Given request a ->
Please rename "point at" to "locate" in the rows starting at the line containing "# point at: the water" and ending at the last of the rows. Write out those lines again with nothing else changed.

Further discoveries will stem from the analysis of multiwavelength data sets. As access to remote data improves and user-friendly tools to support multiwavelength analysis become available, more astrophysicists are expected to rely on these archival data sets on a daily basis. Such a likely outcome will bring additional challenges and raised expectations. Reliability of the data archives will be crucial because more of the community’s research will depend on it. Performance will also be critical when users expect to get their data in seconds rather than hours.
Data curation and provenance are notoriously labor intensive and might present the biggest challenge. As data processing evolves and the archives store derived data sets, possibly from the combination of multiwavelength data (see mention of GOODS above), it will be increasingly important to track the processing trail of the derived products. In a world of more and more data, finding the relevant data sets and assessing their quality and reliability will be also increasingly important, so that the continuous evolution and curation of data—even old mission data—become crucial. Centers could take on more active roles in recent efforts to move data analysis software to the next level, in which a universal (common and distributed) analysis infrastructure supports many instrument-specific applications, some which are developed in the community and some at the center.
As software technology evolves, it is expected that it will be progressively easier to calibrate the data as they are accessed, guaranteeing the most up-to-date version for everyone. Calibrating data as users extract a given data set will require increasingly more computational resources to be co-located with the archives. This will expand the level of services that the archives will be asked to provide.

Location identification items:
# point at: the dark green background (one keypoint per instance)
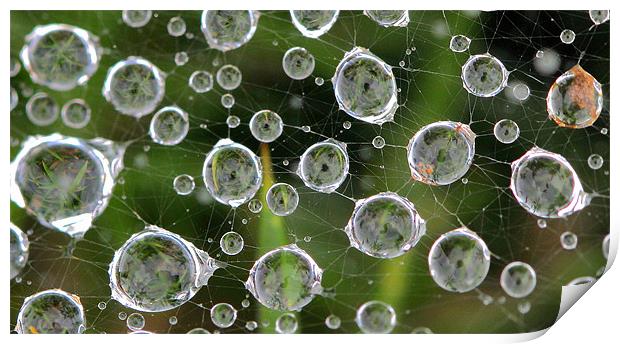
(431, 90)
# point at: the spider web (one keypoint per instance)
(430, 89)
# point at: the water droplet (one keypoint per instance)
(19, 250)
(228, 30)
(135, 322)
(282, 199)
(285, 279)
(51, 311)
(387, 18)
(169, 126)
(567, 36)
(266, 126)
(233, 121)
(223, 315)
(546, 185)
(365, 87)
(172, 272)
(375, 317)
(459, 260)
(229, 77)
(599, 17)
(71, 164)
(595, 161)
(232, 173)
(298, 63)
(313, 23)
(518, 279)
(332, 322)
(324, 166)
(231, 243)
(459, 43)
(568, 240)
(183, 184)
(441, 153)
(41, 109)
(201, 81)
(484, 75)
(385, 226)
(506, 131)
(228, 100)
(575, 100)
(134, 86)
(51, 54)
(286, 323)
(137, 18)
(176, 27)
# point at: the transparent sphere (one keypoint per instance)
(233, 121)
(65, 182)
(60, 56)
(137, 18)
(459, 260)
(15, 66)
(313, 23)
(183, 184)
(375, 317)
(255, 206)
(506, 131)
(201, 81)
(385, 225)
(266, 126)
(229, 77)
(378, 142)
(286, 323)
(285, 279)
(387, 18)
(75, 114)
(298, 63)
(599, 17)
(176, 27)
(441, 152)
(324, 166)
(51, 311)
(546, 185)
(518, 279)
(181, 58)
(228, 30)
(365, 87)
(232, 173)
(484, 75)
(595, 161)
(135, 322)
(333, 322)
(223, 315)
(41, 109)
(156, 270)
(228, 100)
(169, 126)
(134, 86)
(605, 246)
(575, 100)
(459, 43)
(198, 330)
(567, 36)
(19, 250)
(569, 240)
(231, 243)
(282, 199)
(14, 99)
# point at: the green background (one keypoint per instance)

Given request b ->
Reproduce the passage on data archives word for word, starting at "As software technology" and ending at "asked to provide.".

Written answer a ->
# locate: the water droplet (one keypoint per instance)
(19, 250)
(228, 30)
(135, 322)
(282, 199)
(285, 279)
(51, 311)
(387, 18)
(169, 126)
(567, 36)
(266, 126)
(233, 121)
(223, 315)
(546, 185)
(365, 87)
(172, 272)
(375, 317)
(459, 260)
(229, 77)
(599, 17)
(71, 164)
(595, 161)
(232, 173)
(298, 63)
(313, 23)
(518, 279)
(332, 322)
(324, 166)
(231, 243)
(459, 43)
(568, 240)
(183, 184)
(441, 153)
(41, 109)
(201, 81)
(484, 75)
(385, 226)
(506, 131)
(228, 100)
(575, 100)
(134, 86)
(51, 54)
(286, 323)
(137, 18)
(176, 27)
# locate: the transparent sphere (one keypoint per instance)
(233, 121)
(65, 182)
(60, 56)
(137, 18)
(459, 260)
(15, 66)
(313, 23)
(183, 184)
(375, 317)
(255, 206)
(506, 131)
(201, 81)
(385, 225)
(266, 126)
(229, 77)
(378, 142)
(286, 323)
(285, 279)
(387, 18)
(75, 114)
(298, 63)
(599, 17)
(176, 27)
(441, 152)
(324, 166)
(51, 311)
(546, 185)
(518, 279)
(181, 58)
(228, 30)
(365, 87)
(232, 173)
(484, 75)
(595, 161)
(135, 322)
(333, 322)
(223, 315)
(41, 109)
(156, 270)
(228, 100)
(169, 126)
(134, 86)
(605, 246)
(575, 100)
(459, 43)
(198, 330)
(567, 36)
(19, 250)
(569, 240)
(231, 243)
(282, 199)
(14, 99)
# locate: the green background (one keypoint per instance)

Written answer b ->
As software technology evolves, it is expected that it will be progressively easier to calibrate the data as they are accessed, guaranteeing the most up-to-date version for everyone. Calibrating data as users extract a given data set will require increasingly more computational resources to be co-located with the archives. This will expand the level of services that the archives will be asked to provide.